読解文:
先日、長野に住む姉から「久しぶりに、ちんぼきりを見た」というメールがきた。

これは「ハサミムシ」のこと。
長年見かけていないし、存在も忘れていたが、思えば、子どもの頃はよく平気で口にしていたものだと呆れるほど、ひどい名前である。

しかし、気になって調べてみると、地域によって名前が少しずつ異なるらしいこと。いずれも「下ネタ」であること。さらに、この虫のひどい呼ばれようについて論文を書いている研究者がいることもわかった。

「ハサミムシの不名誉な俗称(Vulgar dialect names of earwigs used in Kansai Region, Japan)」を発表した大阪在住の「文化昆虫学」在野研究者・高田兼太さんである。
なぜそんな研究を? 高田さんに聞いた。


俗称研究のきっかけは父親の言葉


「幼い頃から虫が大好きな昆虫少年で、大学院で昆虫群生生態学の研究をしていたんですが、研究に行き詰まり、博士課程を中退しました。でも、社会人になっても研究したいという思いは捨てられず、かといって昆虫の生態リズムに合わせて社会人生活を送ることは難しく、そんなときに出合ったのがPCを使ってインターネット統計で論文を書く方法と、『文化昆虫学』という分野だったんです」

文化昆虫学とは、アメリカのHogue博士によって1980年代に提唱された比較的新しい学問で、人々に対する昆虫の影響や昆虫に対する人々の認識について調べる研究分野のこと。

資料抜粋:
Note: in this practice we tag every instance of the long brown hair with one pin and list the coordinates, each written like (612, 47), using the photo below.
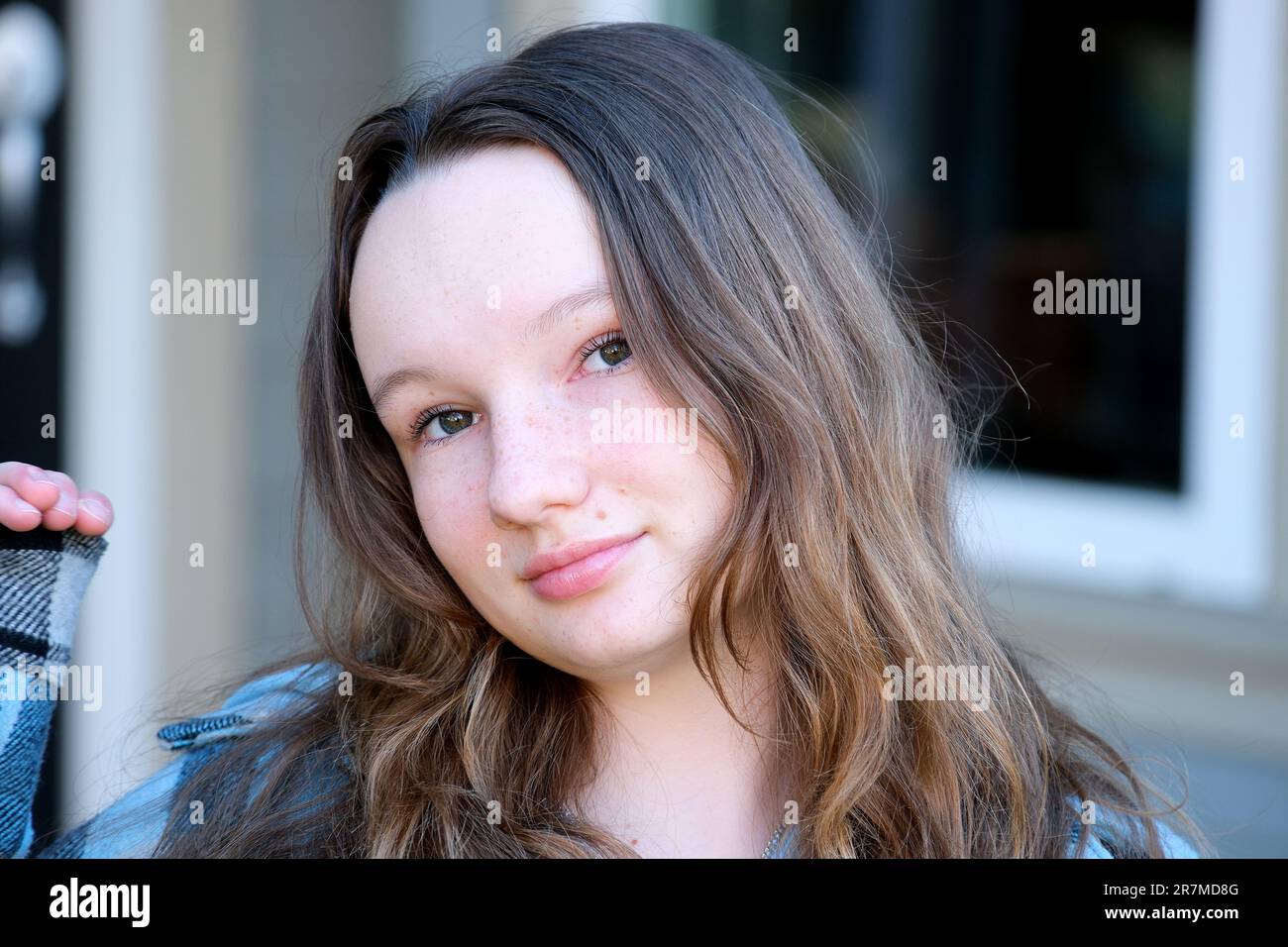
(831, 411)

課題 1: 読解文によると、高田さんがPCを使ってインターネット統計で論文を書く方法と「文化昆虫学」という分野に出合ったのは、どのような事情からですか？一〜三文で説明してください。
課題 2: 読解文のうち、「しかし、気になって調べてみる」のある箇所から書き始め、「学』という分野だったんです」」まで来たらそこで止めて、その部分を一字一句たがえずに書き写してください。
資料は今回の作業とは関係ありません。

解答 1: 大学院で研究に行き詰まって博士課程を中退したものの、社会人になっても研究を続けたいという思いを捨てられなかったからです。ただ、昆虫の生態リズムに合わせて社会人生活を送ることは難しく、そうしたときに出合ったのがこの方法と分野でした。

解答 2:
しかし、気になって調べてみると、地域によって名前が少しずつ異なるらしいこと。いずれも「下ネタ」であること。さらに、この虫のひどい呼ばれようについて論文を書いている研究者がいることもわかった。

「ハサミムシの不名誉な俗称(Vulgar dialect names of earwigs used in Kansai Region, Japan)」を発表した大阪在住の「文化昆虫学」在野研究者・高田兼太さんである。
なぜそんな研究を? 高田さんに聞いた。


俗称研究のきっかけは父親の言葉


「幼い頃から虫が大好きな昆虫少年で、大学院で昆虫群生生態学の研究をしていたんですが、研究に行き詰まり、博士課程を中退しました。でも、社会人になっても研究したいという思いは捨てられず、かといって昆虫の生態リズムに合わせて社会人生活を送ることは難しく、そんなときに出合ったのがPCを使ってインターネット統計で論文を書く方法と、『文化昆虫学』という分野だったんです」